◆ WHAT IS EXPECTED
From the ConnectIN project page below, pull out word for word the passage between "Run docker-compose up" and "and 20:30 UTC).", inclusive.

GithubHelp home page GithubHelp logo

connectin's Introduction

ConnectIn project

About

ConnectIN is a CIRA CIP funded program that evaluates the internet connectivity of First Nation communities in western Canada, and led by representatives from the Manitoba First Nations Education Resource Centre, the First Nations Technology Council, and the First Nations Technical Services Advisory Group. Additional support is provided by Cybera and the University of Alberta.

For more information visit here.

Set up

Follow these instructions to set-up the data analysis tools for the project. It assumes that devices are already set-up, collecting data and saving it to MS SQL database.

Credentials

Copy creds.env.example to creds.env:

cp creds.env.example creds.env

Update creds.env with your MS SQL host ip address, database name, user and password:

MSSQL_HOST=
MSSQL_DATABASE=
MSSQL_USER=
MSSQL_PASSWORD=

In creds.env also update the following from default values:

INFLUXDB_ADMIN_PASSWORD INFLUXDB_READ_USER_PASSWORD DASH_PASSWORD

Docker

Run docker-compose up to create Docker containers that contain the following components:

  • Influxdb: a container for the timeseries database to store data locally. The database and two users will be created to write and read data.
  • Cronjobs: a container to run scripts every night to update influxdb with new data from MS SQL, and upload MS SQL tables as csv files into the "data" dir. (First scripts will run when the conatiner is built and then every day at 21:30 and 20:30 UTC).
  • Jupyter: a container to run the Jupyter notebook service that is accessible at http://localhost:8888/ with a token from the docker-compose output.
  • Dash: a container to run the Dash analytics dashboard that is accessible at http://localhost:8050/ and is updated with data within 5 mins after docker-compose has completed.

Notebooks

Jupyter notebook service is accessible at http://localhost:8888/ with a token (copy and paste) from the docker-compose output.

Interactive notebooks

Description of available data analysis notebooks:

  • Raw data, number of datapoints and monitoring intervals.ipynb - time series graphs of raw speedtest and iperf test data by device for the entire time period and trailing 6 months.
  • Aggregated data by year, month, day, hour.ipynb - graphs of aggregated speedtest and iperf test data (by month, year, hour, day of the week) by device for the entire time period and trailing 6 months.
  • Speedtest data by test server and service provider.ipynb - speedtest data analysis by test server and service provider by device for the entire time period and trailing 6 months.
  • Statistics and map.ipynb - summary statistics and map for speedtest and iperf data for the entire time period, trailing 6 months and last month by device and for all devices.

◆ STORED RECORDS
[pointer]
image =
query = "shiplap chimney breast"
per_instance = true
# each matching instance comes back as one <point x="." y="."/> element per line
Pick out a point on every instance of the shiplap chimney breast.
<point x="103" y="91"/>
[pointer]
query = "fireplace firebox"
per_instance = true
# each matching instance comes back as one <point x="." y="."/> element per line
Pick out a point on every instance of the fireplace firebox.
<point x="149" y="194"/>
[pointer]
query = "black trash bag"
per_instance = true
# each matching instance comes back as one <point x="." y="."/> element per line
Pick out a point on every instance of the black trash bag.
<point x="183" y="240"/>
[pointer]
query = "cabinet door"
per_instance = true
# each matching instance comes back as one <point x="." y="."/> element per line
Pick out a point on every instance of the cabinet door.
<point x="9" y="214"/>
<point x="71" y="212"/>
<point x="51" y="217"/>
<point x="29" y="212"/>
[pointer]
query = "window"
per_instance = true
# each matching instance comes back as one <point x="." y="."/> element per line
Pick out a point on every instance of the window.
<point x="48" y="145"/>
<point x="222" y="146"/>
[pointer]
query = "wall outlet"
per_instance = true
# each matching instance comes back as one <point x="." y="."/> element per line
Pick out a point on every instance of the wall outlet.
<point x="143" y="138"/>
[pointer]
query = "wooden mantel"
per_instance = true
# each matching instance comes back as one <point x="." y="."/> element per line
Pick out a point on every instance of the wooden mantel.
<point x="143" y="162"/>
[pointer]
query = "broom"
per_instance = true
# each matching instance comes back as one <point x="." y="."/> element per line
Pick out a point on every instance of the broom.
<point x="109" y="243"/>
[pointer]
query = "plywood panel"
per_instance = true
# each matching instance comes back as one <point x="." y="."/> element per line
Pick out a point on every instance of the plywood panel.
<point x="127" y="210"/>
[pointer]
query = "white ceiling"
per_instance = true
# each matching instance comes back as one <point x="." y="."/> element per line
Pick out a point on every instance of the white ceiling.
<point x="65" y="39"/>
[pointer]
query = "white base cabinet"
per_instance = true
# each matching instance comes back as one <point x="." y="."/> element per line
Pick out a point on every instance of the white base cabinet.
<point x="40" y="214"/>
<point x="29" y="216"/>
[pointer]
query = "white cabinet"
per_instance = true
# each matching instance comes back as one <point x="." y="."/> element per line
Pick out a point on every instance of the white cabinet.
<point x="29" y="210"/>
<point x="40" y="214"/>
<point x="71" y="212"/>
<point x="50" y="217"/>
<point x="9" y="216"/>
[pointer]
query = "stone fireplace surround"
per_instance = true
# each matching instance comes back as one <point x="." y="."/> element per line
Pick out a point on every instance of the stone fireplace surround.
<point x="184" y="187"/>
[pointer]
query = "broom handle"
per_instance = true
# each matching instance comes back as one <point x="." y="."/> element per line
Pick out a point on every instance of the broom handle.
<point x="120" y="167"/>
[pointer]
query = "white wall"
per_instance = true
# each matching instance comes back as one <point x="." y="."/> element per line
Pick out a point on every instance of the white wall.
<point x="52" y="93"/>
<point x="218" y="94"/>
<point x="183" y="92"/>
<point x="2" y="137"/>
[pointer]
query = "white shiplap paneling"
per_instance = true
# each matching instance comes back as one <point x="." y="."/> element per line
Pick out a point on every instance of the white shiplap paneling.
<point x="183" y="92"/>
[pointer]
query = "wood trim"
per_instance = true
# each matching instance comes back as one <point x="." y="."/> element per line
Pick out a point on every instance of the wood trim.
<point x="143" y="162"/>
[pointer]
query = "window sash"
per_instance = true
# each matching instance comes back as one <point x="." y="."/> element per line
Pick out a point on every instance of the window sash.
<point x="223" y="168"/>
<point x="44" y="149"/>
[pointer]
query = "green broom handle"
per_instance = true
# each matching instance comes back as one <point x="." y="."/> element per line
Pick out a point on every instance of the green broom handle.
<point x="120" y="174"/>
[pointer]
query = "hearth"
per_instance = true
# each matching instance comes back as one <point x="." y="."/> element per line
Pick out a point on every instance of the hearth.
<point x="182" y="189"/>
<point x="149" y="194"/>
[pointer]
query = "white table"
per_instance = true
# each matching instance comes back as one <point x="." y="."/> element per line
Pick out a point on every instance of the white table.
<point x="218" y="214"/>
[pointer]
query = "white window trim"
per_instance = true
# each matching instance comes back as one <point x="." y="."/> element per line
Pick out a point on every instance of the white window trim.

◆ SOLUTION FOR THIS TASK
Run docker-compose up to create Docker containers that contain the following components:

  • Influxdb: a container for the timeseries database to store data locally. The database and two users will be created to write and read data.
  • Cronjobs: a container to run scripts every night to update influxdb with new data from MS SQL, and upload MS SQL tables as csv files into the "data" dir. (First scripts will run when the conatiner is built and then every day at 21:30 and 20:30 UTC).